→ **Directions**:
Turn the items, from the line containing "[locate] the blue jersey with" through the end of the items, into a two-column CSV with the headers item_text and answer. Give one row per item, put each field in double quotes, and replace line breaks inside a field with spaces.

start Data to process

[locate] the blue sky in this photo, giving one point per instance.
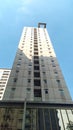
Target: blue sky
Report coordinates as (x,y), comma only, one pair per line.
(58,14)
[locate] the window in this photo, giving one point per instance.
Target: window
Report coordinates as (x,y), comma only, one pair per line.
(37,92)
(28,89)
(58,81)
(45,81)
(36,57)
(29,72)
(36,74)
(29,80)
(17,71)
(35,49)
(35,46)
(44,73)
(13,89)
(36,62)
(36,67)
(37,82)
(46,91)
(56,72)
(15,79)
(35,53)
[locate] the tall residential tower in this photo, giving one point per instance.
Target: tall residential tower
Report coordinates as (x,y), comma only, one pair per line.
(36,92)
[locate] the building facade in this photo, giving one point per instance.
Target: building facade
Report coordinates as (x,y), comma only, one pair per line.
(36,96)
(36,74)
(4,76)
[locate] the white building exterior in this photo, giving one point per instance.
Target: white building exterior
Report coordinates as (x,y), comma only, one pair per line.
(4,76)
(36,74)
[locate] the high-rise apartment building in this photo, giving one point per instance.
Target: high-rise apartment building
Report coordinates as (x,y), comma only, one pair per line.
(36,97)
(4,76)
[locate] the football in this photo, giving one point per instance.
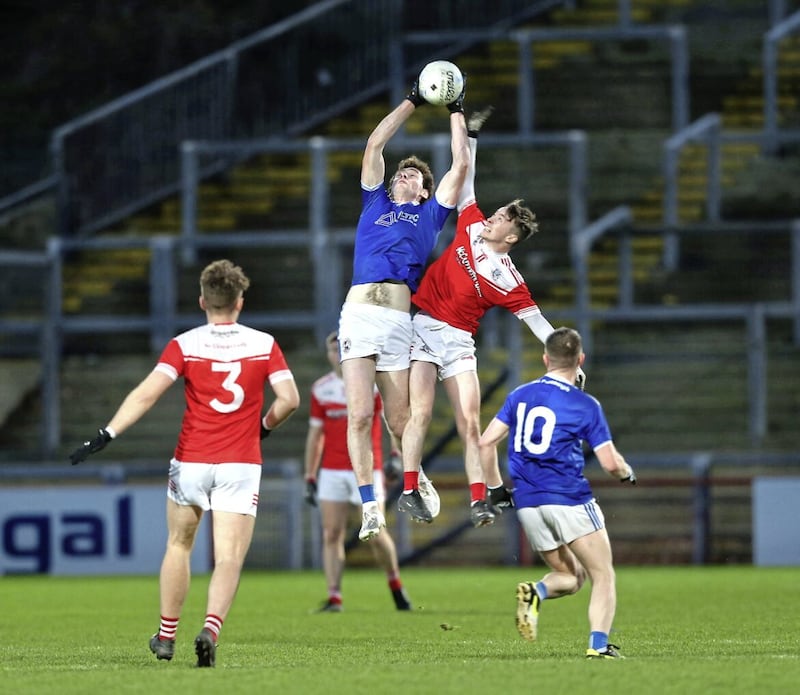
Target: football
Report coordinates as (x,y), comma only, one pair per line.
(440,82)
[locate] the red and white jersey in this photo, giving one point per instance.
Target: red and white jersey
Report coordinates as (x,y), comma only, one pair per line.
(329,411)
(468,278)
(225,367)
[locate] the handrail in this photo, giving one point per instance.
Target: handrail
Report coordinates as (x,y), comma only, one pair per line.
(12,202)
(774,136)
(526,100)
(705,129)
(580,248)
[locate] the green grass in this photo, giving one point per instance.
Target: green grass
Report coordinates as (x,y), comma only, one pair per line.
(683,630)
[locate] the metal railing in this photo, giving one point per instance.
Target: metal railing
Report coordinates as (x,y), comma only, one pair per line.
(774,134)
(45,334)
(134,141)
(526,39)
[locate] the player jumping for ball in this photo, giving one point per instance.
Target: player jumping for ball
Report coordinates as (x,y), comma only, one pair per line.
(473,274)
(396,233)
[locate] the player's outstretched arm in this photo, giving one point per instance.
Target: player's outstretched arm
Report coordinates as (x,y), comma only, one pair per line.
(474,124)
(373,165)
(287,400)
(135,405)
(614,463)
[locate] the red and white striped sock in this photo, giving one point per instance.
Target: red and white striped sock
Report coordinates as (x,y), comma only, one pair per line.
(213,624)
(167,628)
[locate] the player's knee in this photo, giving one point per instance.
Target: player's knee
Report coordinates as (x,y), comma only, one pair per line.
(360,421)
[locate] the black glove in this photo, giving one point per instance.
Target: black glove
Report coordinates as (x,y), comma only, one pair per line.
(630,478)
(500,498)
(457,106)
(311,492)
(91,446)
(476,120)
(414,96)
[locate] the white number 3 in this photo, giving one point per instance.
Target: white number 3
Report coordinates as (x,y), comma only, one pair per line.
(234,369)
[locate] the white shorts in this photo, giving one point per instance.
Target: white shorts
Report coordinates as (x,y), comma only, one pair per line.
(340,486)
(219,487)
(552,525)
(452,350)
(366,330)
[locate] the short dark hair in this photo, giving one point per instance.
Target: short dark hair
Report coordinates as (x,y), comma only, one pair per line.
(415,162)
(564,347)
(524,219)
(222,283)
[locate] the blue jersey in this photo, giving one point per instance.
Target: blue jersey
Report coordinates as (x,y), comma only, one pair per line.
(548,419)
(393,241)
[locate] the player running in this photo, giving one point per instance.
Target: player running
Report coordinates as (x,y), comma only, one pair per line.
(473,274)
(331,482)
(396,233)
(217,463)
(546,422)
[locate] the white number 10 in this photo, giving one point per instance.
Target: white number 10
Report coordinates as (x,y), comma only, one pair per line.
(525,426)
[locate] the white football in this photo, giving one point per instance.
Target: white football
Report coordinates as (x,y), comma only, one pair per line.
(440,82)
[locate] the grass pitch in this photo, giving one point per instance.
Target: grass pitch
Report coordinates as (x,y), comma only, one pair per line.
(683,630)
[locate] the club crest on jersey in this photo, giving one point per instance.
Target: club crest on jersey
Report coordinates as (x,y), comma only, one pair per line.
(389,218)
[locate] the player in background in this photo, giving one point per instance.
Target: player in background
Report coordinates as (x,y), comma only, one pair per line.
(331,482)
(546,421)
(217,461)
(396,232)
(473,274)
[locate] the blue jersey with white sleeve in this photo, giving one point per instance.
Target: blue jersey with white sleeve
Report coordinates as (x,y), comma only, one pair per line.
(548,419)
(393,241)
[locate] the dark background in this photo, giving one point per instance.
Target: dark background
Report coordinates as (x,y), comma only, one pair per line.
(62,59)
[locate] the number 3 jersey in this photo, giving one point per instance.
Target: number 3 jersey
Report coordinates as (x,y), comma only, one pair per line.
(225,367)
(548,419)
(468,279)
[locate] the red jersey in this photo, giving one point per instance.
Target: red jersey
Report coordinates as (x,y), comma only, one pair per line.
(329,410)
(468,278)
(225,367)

end Data to process

→ **The completed task**:
item_text,answer
"[locate] the blue jersey with white sleeve in this photo, giving one point per instance. Target: blue jersey with white sleeve Report coordinates as (x,y), comma only, one pair per line.","(548,419) (393,241)"
"[locate] the dark background in this photo, giving one point per instance. Target: dark background Report coordinates as (x,y), comma only, one pair per line.","(62,59)"
"[locate] the number 3 jersey in this photo, giving one point per instance. Target: number 3 jersey Report coordinates as (x,y), comma only, one pair per line.","(225,367) (548,419) (468,279)"
"[locate] the red jersey in this photo, giving one point per instance. Target: red jersey Report coordinates as (x,y), comma only, one pair per line.","(329,410) (468,278) (225,367)"